- _DATA TO USE_:
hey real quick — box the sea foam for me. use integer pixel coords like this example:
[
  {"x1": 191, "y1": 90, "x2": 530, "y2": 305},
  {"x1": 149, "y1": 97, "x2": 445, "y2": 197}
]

- _EXERCISE REQUIREMENTS_:
Reply with an exact transcription of the material above.

- _SOLUTION FOR THIS EXERCISE_:
hey real quick — box the sea foam for me. use integer pixel coords like this example:
[
  {"x1": 191, "y1": 90, "x2": 530, "y2": 305},
  {"x1": 149, "y1": 97, "x2": 445, "y2": 197}
]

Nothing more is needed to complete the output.